___ RECORDS FOR THIS TASK
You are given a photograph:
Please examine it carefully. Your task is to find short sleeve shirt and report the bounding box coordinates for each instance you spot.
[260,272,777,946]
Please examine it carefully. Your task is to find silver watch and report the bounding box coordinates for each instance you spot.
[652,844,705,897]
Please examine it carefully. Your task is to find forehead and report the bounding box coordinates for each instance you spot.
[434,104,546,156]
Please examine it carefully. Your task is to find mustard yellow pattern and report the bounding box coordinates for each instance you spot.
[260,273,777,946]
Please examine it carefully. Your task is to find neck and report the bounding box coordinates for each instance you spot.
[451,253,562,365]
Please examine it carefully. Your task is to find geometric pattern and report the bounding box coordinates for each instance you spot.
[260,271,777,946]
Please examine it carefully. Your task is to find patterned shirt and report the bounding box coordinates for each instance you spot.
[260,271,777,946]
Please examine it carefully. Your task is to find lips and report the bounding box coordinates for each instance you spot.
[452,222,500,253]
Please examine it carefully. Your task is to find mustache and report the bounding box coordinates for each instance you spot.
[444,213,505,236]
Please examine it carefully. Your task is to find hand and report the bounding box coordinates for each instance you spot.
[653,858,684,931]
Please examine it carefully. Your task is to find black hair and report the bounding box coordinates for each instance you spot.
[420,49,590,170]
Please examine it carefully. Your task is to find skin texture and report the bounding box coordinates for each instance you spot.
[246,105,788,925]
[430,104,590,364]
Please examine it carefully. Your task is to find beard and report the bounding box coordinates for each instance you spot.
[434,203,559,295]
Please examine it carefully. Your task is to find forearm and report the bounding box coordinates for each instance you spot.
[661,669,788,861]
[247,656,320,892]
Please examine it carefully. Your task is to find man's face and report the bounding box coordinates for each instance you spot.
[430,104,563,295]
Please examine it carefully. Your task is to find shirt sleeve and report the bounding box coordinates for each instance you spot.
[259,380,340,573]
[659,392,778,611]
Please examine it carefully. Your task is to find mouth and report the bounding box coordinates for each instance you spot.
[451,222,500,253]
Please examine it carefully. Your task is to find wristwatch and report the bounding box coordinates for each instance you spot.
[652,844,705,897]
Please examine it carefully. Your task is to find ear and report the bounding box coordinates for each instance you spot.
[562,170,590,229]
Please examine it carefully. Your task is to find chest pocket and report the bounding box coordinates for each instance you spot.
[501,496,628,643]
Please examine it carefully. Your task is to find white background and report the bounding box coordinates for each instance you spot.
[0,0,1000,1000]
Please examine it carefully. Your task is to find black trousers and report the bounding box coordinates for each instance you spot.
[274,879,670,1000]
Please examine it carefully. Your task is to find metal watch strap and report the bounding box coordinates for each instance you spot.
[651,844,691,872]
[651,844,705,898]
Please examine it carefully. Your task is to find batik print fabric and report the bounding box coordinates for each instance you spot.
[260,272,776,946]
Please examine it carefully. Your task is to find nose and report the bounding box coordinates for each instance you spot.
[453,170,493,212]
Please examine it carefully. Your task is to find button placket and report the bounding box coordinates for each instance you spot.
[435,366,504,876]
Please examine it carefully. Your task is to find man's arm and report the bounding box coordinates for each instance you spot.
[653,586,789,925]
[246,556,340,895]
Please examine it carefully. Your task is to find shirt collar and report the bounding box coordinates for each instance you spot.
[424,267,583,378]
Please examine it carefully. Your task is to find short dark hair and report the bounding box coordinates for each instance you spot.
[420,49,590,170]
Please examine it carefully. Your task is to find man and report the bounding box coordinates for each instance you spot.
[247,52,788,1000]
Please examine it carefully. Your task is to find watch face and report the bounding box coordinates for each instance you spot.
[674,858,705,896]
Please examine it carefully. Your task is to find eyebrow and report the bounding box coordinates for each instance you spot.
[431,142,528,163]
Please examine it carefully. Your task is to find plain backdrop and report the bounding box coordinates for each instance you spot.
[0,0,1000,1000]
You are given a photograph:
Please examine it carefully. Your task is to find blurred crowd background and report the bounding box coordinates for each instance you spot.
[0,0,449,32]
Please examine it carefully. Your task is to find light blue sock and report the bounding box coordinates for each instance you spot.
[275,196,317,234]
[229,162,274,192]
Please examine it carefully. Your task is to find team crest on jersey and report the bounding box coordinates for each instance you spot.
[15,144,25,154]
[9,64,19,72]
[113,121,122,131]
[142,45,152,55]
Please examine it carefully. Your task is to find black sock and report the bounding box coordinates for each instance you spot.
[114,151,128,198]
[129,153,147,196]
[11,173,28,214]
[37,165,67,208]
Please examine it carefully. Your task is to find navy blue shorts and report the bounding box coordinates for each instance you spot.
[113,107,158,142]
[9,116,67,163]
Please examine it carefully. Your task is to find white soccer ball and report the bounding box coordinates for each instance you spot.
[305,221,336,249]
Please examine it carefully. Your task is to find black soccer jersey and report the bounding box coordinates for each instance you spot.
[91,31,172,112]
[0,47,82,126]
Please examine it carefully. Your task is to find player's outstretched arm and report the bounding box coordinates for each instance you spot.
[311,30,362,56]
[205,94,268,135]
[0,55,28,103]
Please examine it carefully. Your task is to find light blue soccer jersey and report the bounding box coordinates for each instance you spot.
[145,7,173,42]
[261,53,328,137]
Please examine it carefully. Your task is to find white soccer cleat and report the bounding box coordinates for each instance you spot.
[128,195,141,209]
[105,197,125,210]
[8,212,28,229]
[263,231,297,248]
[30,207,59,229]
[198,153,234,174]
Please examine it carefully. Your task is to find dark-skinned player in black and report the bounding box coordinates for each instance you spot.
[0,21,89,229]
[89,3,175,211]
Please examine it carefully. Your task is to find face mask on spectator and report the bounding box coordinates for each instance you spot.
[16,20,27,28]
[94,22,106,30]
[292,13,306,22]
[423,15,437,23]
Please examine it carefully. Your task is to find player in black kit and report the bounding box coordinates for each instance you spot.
______
YOUR TASK: Copy all of the rows above word for word, with nothing changed.

SOLVED EXERCISE:
You are given a photograph:
Please examine it carefully. Your task is to find short sleeve shirt and report the bounding box coordinates for each instance you spot.
[260,272,777,946]
Please examine it carefully. Your task is to find silver watch and report the bounding box coordinates for each instance you spot.
[652,844,705,897]
Please examine it carefully. Your task is to find forehead and report the bounding box coordinates for each instance you spot.
[434,104,546,156]
Please examine it carefully. Your task is to find mustard yellow pattern and report the bounding box coordinates for each instance you spot.
[260,273,777,946]
Please examine it carefully. Your task is to find neck and report the bounding box coordinates for each instance you spot.
[451,253,562,365]
Please examine it carefully. Your task is to find geometric pattern and report the bounding box coordinates for each instance you spot.
[260,271,777,946]
Please examine it carefully. Your task is to find patterned shirt and report the bounding box coordinates for each instance you spot.
[260,271,777,946]
Please examine it carefully. Your task is to find lips and report the bounding box coordinates for each instance you spot.
[452,222,500,253]
Please examine it carefully. Your task is to find mustache and report the bounding box coordinates for each instance you spot.
[444,213,505,236]
Please examine it carefully. Your task is to find hand and report the bounding box coordinates for each instance you spot.
[653,858,684,931]
Please examine it carefully. Your task is to find black hair and report the bounding box coordinates for each instance you spot.
[420,49,590,170]
Please examine it carefully. Your task is to find skin texture and report the bounding box coordinates for each instance you spot.
[246,105,788,925]
[430,104,590,364]
Please examine it carefully. Your task is to find beard and report the bounding box coordinates for each instance you spot.
[434,203,559,295]
Please examine it carefully. Your task is to find forearm and report the bounding box coordinates for each instance you spot.
[661,669,788,861]
[247,656,320,892]
Please examine it carefully. Your task is to find man's face and report the bounding box coordinates for each instance you spot.
[430,104,563,295]
Please examine it carefully. Your task is to find shirt sleeve and report the bounding box coordinates for each instance you spot.
[259,380,340,573]
[659,392,778,611]
Please examine it carefully. Your task is to find mouth and report the bounding box coordinates for each instance you spot.
[451,222,500,253]
Please examine it carefully. Your task is to find wristwatch and report the bounding box coordinates for each instance you spot.
[652,844,705,897]
Please examine it carefully. Your task is to find ear and report the bounding box coordinates for each instance you spot.
[562,170,590,229]
Please examine it carefully. Your task is to find chest pocket and report the bounding box coordinates for each instance you spot.
[501,496,628,643]
Please examine it carefully. Your task is to find white background and report the bounding box coordinates for each instance you spot.
[0,0,1000,1000]
Please examine it carefully. Your task is to find black trousers and report the bounding box coordinates for each instance you spot.
[274,879,670,1000]
Please examine it carefully. Your task is to find metal watch strap and report the bounding box coordinates for each instance you spot.
[651,844,691,872]
[651,844,705,898]
Please examine it carefully. Your task is to find batik print fabric and report the bounding box coordinates for each instance you spot.
[260,272,776,946]
Please examine it carefully. Your task is to find nose and report the bounding box coordinates for each instance you spot.
[453,170,493,212]
Please examine it carefully. Your task is to find button placket and report the bounding box coordinates for each instance you spot.
[435,366,504,876]
Please examine it carefully. Your task is to find man's arm and report the bounding box coordinates for each instance you spot.
[653,586,789,925]
[246,556,340,895]
Please examine it carefully. Your task is to find shirt collar and report the bounding box coordinates for each instance you spot.
[424,267,583,378]
Please examine it carefully. Your task is to find short dark hair and report the bounding box coordinates for each instance you spot.
[420,49,590,170]
Please examine it carefully. Your task is to find man and report the bounding box coordinates for each instance you spot.
[247,52,788,1000]
Please examine it carefully. Your task is to find watch face and report the bounding box coordinates for each instance you spot.
[674,858,705,896]
Please examine it carefully. Your task is to find eyebrow and report the bounding box coordinates for each instance you spot.
[431,142,528,163]
Please examine it carefully. Your task is to find plain backdrop and report the bounding box coordinates for each instance you spot.
[0,0,1000,1000]
You are given a photograph:
Please examine it carefully. Your task is to find blurred crowd background and report the bounding box coordinates for each instance you spot.
[0,0,449,32]
Please examine it carefully. Your task is to find light blue sock and report the bounding box coordinates for each instance you spot.
[275,196,317,234]
[229,162,274,192]
Please examine it carefully. Your task is to find team crest on jersey and report the bounding box coordinates for each instance you spot.
[15,144,25,154]
[9,64,19,72]
[113,121,122,131]
[142,45,152,55]
Please examine it carefully. Your task is to find black sock and report the bounding box coordinates for each instance you spot.
[114,151,128,198]
[129,153,147,196]
[11,173,28,214]
[37,165,67,208]
Please examine it carefully. Your task is to find navy blue shorts and report the bounding box coordinates for each instance you spot.
[113,107,158,142]
[9,116,67,163]
Please examine it carefully. Your task is to find white soccer ball and report the bounding box coordinates for each instance you spot.
[305,221,336,249]
Please examine it carefully. Your task is to find black soccer jersey and report the bounding box coordinates for each instance you spot.
[91,31,172,112]
[0,47,82,126]
Please examine it carefully. Your task is to find player's outstretched arm and report the bounding box coordinates for each instance you spot.
[311,30,362,56]
[205,94,268,135]
[0,55,28,103]
Please examine it carefully. Your task is to find light blue soccer jersey and report the bounding box coordinates for each instance you spot.
[145,7,173,42]
[261,53,328,137]
Please examine it carefully. Your task is to find white soccer cleat and report the bounding box coordinates for each instance you spot.
[128,195,141,209]
[105,197,125,210]
[8,212,28,229]
[263,231,297,248]
[30,207,59,229]
[198,153,234,174]
Please examine it carefully. Your task is to find dark-skinned player in black and report the bounding box coordinates for each instance you spot.
[0,21,89,229]
[89,3,175,211]
Please examine it carefully. Your task is to find face mask on spectator and report the bounding box coordinates for each instance you spot.
[16,20,27,28]
[94,22,106,30]
[292,13,306,22]
[423,15,437,23]
Please examine it carefully. Your task is to find player in black kit and report the bounding box coordinates for each instance you spot.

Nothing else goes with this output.